--- Input rows ---

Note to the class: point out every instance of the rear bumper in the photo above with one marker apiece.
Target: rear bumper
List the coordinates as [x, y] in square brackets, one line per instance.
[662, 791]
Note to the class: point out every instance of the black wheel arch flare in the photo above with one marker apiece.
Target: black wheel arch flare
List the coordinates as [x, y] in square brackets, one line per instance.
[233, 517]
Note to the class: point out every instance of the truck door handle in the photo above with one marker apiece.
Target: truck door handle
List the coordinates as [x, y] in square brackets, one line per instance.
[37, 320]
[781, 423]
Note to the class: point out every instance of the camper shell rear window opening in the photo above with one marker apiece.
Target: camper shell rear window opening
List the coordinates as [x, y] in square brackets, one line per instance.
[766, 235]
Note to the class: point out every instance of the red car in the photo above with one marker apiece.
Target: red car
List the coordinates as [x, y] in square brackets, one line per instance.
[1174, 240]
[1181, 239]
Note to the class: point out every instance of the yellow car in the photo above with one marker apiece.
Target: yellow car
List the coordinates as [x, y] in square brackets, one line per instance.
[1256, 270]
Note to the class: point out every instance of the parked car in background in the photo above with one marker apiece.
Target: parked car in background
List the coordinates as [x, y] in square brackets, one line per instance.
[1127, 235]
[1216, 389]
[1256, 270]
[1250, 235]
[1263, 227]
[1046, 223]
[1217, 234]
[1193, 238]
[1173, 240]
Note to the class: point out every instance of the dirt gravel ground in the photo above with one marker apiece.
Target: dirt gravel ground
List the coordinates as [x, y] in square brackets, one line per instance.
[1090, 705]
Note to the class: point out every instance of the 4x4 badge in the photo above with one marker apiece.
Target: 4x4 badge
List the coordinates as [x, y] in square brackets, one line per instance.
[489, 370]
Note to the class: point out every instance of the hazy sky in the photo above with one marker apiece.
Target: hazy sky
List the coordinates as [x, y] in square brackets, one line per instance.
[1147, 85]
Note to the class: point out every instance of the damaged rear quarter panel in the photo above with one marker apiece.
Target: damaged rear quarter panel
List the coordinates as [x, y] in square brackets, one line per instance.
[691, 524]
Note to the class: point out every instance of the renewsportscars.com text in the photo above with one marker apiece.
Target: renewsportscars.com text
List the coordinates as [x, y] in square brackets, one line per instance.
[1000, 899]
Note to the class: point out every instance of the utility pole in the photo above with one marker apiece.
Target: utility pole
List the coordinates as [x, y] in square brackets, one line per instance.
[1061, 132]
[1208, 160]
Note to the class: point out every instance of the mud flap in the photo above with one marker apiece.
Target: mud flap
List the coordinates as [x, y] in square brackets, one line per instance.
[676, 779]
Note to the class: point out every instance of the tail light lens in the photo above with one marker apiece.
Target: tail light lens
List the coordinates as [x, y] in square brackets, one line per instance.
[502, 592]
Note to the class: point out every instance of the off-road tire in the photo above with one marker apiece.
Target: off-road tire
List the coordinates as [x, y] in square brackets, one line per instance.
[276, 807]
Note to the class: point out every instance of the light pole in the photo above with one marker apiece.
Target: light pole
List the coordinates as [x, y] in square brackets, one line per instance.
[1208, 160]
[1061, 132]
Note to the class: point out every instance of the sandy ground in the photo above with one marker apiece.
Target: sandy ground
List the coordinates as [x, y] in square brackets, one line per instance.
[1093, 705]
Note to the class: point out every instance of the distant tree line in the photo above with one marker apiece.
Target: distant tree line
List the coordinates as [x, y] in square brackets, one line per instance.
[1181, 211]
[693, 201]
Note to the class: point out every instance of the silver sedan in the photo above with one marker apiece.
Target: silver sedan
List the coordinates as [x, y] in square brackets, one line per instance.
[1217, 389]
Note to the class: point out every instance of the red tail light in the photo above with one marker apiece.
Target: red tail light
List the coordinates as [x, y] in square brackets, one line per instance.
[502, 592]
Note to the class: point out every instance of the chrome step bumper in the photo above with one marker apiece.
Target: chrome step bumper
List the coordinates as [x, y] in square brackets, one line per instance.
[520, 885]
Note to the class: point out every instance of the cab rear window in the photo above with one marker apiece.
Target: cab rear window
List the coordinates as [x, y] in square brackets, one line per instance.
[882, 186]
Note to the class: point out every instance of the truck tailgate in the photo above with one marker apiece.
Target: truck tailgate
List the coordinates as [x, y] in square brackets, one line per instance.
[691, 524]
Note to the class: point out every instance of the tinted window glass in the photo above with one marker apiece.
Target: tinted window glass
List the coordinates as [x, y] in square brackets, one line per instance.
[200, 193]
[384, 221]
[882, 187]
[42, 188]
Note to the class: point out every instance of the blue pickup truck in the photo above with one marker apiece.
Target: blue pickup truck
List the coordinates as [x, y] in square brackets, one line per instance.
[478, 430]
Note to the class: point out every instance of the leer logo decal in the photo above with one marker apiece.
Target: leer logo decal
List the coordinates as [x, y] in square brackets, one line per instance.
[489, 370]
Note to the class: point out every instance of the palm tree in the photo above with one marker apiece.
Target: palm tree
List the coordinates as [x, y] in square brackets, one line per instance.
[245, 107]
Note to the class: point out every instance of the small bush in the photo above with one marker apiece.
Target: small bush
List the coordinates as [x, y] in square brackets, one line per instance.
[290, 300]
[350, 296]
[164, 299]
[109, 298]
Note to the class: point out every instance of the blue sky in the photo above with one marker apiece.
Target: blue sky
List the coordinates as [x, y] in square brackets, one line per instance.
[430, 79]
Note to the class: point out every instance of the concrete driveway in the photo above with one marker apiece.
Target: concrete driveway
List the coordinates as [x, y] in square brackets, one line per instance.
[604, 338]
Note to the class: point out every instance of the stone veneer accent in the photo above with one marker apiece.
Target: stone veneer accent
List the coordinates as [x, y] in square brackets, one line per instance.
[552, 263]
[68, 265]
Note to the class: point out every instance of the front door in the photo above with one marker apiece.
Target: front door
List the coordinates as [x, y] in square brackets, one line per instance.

---

[Task to complete] Reproduce the listing above line for line, without any changes.

[Exercise response]
Note to the class: point out every instance of the rear bumper in the photo above with one marker apiece.
Target: rear bumper
List the coordinates as [x, y] in square brackets, one line per instance.
[662, 791]
Note to the class: point out every instance of the black wheel arch flare in the photo above with one marker apiece.
Target: black wheel arch flare
List the coordinates as [x, y] in square brackets, one line per instance.
[233, 517]
Note to the class: point out every instance of the truck door handle in the photo above with one marker apiece.
Target: truck door handle
List the coordinates as [x, y] in square brackets, one line per instance.
[37, 320]
[781, 423]
Note to the class: point out every instance of the camper shell rear window opening in the photo above with one marker apiece.
Target: camper shell rear window opening
List the coordinates as [x, y] in square brackets, one line per instance.
[766, 235]
Note to the class: point out every instance of the red car in the photo above with one marker apiece.
Target: red car
List the coordinates as [x, y] in square brackets, one line per instance.
[1174, 240]
[1181, 239]
Note to the class: point out every instance of the yellow car in the photo above with one marker apiece.
Target: yellow car
List the coordinates as [x, y] in square brackets, one line per instance.
[1256, 270]
Note to the class: point out every instance of the parked car in background in the photo above with one marker apiece.
Target: parked car in background
List the coordinates as [x, y] in square brackets, one line per instance.
[1127, 235]
[1216, 389]
[1256, 270]
[1250, 235]
[1263, 227]
[1046, 223]
[1217, 234]
[1193, 238]
[1173, 240]
Note to the class: point out every instance of the dirt gravel ground in the photo above with one marker apiece.
Target: dirt gravel ground
List the coordinates as [x, y] in square brackets, one line per instance.
[1090, 705]
Note to the class: point out every instance of the 4x4 badge in the photo above with one marker apiece.
Target: 4x4 badge
List the coordinates as [x, y] in square brackets, one line per instance.
[489, 370]
Note to the class: point out every instance of the hazy sky in the photo above with one marker apiece.
Target: hazy sky
List the coordinates as [x, y] in square brackets, one line per instance.
[1147, 85]
Note to the class: point out every instance of the damaged rear quarter panel in the photo above with one marker apiece.
Target: damaged rear quarter panel
List the coordinates as [x, y] in square brackets, one line per instance.
[691, 524]
Note to the class: point out every instance of the renewsportscars.com text in the photo above with one marker apiece.
Target: renewsportscars.com text
List the coordinates as [x, y] in square brackets, one line per instance.
[1000, 899]
Note to the class: point out every instance of the utility pole in the photo above with one marker apiece.
Target: utility pole
List the coordinates as [x, y] in square brackets, one line per instance.
[1061, 132]
[1208, 160]
Note to the class: point out every instance of the mud flap in the photo above with one marker apiece.
Target: mud flap
List the coordinates as [x, y] in square brackets, one line per instance.
[676, 779]
Note to the class: point out every instance of the tail light lens in the photo above with one marker apiece.
Target: tail light lens
List the coordinates as [x, y] in square brackets, one line per instance.
[502, 592]
Note to the class: point out every instance of the off-road tire in the photo above with one marker apiece.
Target: off-road tire
List the coordinates as [x, y] in square brackets, one line per instance.
[276, 807]
Note to the class: point out every instance of the light pole in the photo above with one marker apiece.
Target: light pole
List the coordinates as [x, y] in square brackets, one line per instance.
[1208, 160]
[1061, 132]
Note to the class: point out every instance of the sandy ground in the photo above with one marker apiece.
Target: sandy ground
List the coordinates as [x, y] in square brackets, one line per instance.
[1093, 705]
Note to the class: point out every instance of the distant tree line in the photo above with one marker apiece.
Target: distant tree line
List the coordinates as [x, y] in square brackets, one line per instance.
[1181, 211]
[693, 201]
Note to the class: point out every instance of the silver sedan in the photo above with one marker apiece.
Target: silver sedan
List the coordinates as [x, y] in square brackets, one line per instance.
[1217, 389]
Note to the class: point out every instance of the red tail light in the photo above with one marker apiece.
Target: red tail light
List the coordinates as [x, y] in square brackets, one line per instance.
[502, 592]
Note to the class: point out every instance of the chrome step bumper in the photo above with one marker apiece.
Target: chrome step bumper
List the coordinates as [x, y] in square brackets, one line per instance.
[520, 885]
Note to the class: point out every instance of the cab rear window in the photo above with one marker apiece.
Target: cab rear window
List the coordinates as [x, y] in square brackets, one line per instance.
[882, 186]
Note to the class: point out every instance of the truck tailgate in the photo above with one marker apiece.
Target: truck tailgate
List the coordinates as [x, y] in square brackets, one line per instance.
[691, 524]
Note to the class: point out every instance of the tinted window glass in the photo above with one marker apiece.
Target: tinted window glass
List the coordinates as [x, y] in square brackets, one line per instance.
[200, 193]
[384, 221]
[882, 187]
[42, 188]
Note to the class: point out every instance of the blue pickup truck in the photo above with one marker apiece.
Target: blue pickup truck
List the coordinates as [x, y] in square brackets, one line per instance.
[478, 430]
Note to the class: point out every instance of the leer logo decal in the photo above with one marker apiece.
Target: leer logo decal
List the coordinates as [x, y] in square brackets, one line per instance.
[489, 370]
Note to the class: point out every instance of the palm tree in the photo above with one marker apiece.
Target: palm tree
List the coordinates as [x, y] in square brackets, one line per instance.
[245, 107]
Note to the class: point out every instance of the small bush in the photo above with one marker apiece.
Target: small bush
List the coordinates as [x, y] in square brackets, one line per instance.
[290, 300]
[350, 296]
[164, 299]
[109, 298]
Note to the class: point out every instance of the blue sky in the photo above with one marker apiece.
Target: blue sky
List the coordinates as [x, y] in square brackets, one line per instance.
[430, 79]
Note to the class: point out every instance of the concrete driveway in the photo above with one marker apiece.
Target: concrete driveway
List the coordinates as [x, y] in square brackets, one line per instance.
[604, 338]
Note to the class: point out every instance of the stone veneer accent in the photo above with one marker apiece.
Target: stone veneer accent
List the coordinates as [x, y] in square brackets, one line per instance.
[552, 263]
[68, 265]
Note to the class: point out every instance of the front door in the photo above with one marker apiece.
Target: front door
List the coordinates as [x, y] in square brackets, one line per instance.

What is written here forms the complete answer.